[Rows from a point-labeling set]
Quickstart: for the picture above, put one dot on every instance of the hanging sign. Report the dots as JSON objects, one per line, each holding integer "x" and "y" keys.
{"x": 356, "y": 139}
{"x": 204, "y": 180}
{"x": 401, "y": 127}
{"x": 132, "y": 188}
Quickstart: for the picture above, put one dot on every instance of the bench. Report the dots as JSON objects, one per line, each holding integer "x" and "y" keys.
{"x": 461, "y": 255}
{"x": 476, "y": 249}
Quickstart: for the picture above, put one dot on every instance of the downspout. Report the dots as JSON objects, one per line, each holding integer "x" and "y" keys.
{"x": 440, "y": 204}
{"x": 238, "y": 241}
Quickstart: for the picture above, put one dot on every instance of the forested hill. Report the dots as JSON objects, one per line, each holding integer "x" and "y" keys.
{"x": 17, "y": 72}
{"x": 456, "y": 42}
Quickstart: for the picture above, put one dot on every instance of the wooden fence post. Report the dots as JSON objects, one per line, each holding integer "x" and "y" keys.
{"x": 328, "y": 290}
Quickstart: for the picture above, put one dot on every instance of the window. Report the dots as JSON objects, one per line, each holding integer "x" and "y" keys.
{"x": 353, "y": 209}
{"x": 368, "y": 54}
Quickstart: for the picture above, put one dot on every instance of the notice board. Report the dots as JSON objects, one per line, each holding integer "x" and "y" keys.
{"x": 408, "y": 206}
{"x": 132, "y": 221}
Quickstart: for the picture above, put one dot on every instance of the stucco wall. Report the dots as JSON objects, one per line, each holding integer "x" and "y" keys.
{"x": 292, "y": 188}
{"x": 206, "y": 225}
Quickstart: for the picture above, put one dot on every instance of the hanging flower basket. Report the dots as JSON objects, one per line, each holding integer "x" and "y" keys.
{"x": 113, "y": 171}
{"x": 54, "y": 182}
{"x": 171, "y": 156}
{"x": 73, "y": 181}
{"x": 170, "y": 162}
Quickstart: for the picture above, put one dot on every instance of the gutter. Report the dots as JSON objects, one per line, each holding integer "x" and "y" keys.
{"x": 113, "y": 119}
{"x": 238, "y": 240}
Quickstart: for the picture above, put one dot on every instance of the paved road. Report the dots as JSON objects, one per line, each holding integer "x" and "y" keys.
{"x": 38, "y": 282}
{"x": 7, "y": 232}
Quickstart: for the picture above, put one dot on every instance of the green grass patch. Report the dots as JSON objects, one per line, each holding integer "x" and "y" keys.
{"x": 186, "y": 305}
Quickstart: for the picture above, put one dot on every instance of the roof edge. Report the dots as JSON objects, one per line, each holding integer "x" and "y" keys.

**EXERCISE BRIEF:**
Output each row above verbatim, keeping the original order and line breaks.

**THE RESPONSE:**
Quickstart: for the picture above, put one dot on every instance of the hanging sign. Report the dots as JSON objects, one per line, each holding integer "x" and "y" keys.
{"x": 356, "y": 139}
{"x": 204, "y": 180}
{"x": 401, "y": 127}
{"x": 132, "y": 188}
Quickstart: for the picture above, put one dot on every instance of the bench. Report the dots as JSON objects, one per line, each holding integer "x" and "y" keys.
{"x": 461, "y": 255}
{"x": 476, "y": 249}
Quickstart: for the picture above, put one dot on every instance of the downspout. Report the dots as JSON objects, one per line, each holding integer "x" and "y" keys.
{"x": 440, "y": 204}
{"x": 238, "y": 241}
Quickstart: for the picture above, put one dot on every instance of the forested hill. Report the dots as JSON objects, one per line, each holding integer "x" and "y" keys.
{"x": 17, "y": 72}
{"x": 456, "y": 42}
Quickstart: for the picture above, put one dot on every instance of the wooden fence post. Report the dots as JSON objects, one per line, each holding integer "x" and "y" keys.
{"x": 328, "y": 290}
Quickstart: for the picture above, put one dot on every instance of the window. Report the dots as JSON objects, one per line, each holding integer "x" and "y" keys.
{"x": 353, "y": 209}
{"x": 368, "y": 54}
Quickstart: for the picture above, put one dot on every instance of the notice board. Report the dots as JSON objects, one per line, each holding integer "x" and "y" keys.
{"x": 408, "y": 206}
{"x": 132, "y": 221}
Quickstart: for the picture above, put one dot on every instance of the stucco wall. Report the dots as JSON objects, one per line, each holding integer "x" and "y" keys.
{"x": 292, "y": 188}
{"x": 206, "y": 225}
Quickstart: for the picture above, put one dot on every instance of the hanging flower basket. Report the dots as JSON objects, one per line, each holding integer "x" and "y" keys.
{"x": 113, "y": 171}
{"x": 54, "y": 182}
{"x": 171, "y": 156}
{"x": 73, "y": 181}
{"x": 170, "y": 162}
Quickstart: for the picture above, put one dot on every instance of the gutter. Report the dots as JSON objects, one per line, each holding integer "x" and "y" keys.
{"x": 113, "y": 119}
{"x": 238, "y": 240}
Quickstart: for the picture above, put one dot on every instance of the paved road. Report the dots as JSON objects, one per line, each holding integer "x" and "y" keys.
{"x": 38, "y": 282}
{"x": 7, "y": 232}
Quickstart: for the picture above, put one dot on every instance of the green grass patch. Report the dots as JSON objects, one per line, each holding integer "x" and "y" keys.
{"x": 186, "y": 305}
Quickstart: for the picture above, put one dot on every instance of the roof edge. Report the dots as JSON objects, one per line, each holding integer "x" and "y" keys.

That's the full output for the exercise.